SHORT PROBLEM: Rewrite the material below, switching "white line paint" to "road marking" everywhere it occurs and leaving every other character unchanged.

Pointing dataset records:
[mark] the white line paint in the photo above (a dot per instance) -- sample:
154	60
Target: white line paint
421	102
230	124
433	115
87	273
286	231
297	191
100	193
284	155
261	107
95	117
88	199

FULL OUTPUT:
[mark] the road marking in the photo above (a dot per instance) -- sample:
154	60
Target: road marking
421	102
230	124
433	115
87	273
286	231
297	191
100	193
284	155
261	107
95	117
88	199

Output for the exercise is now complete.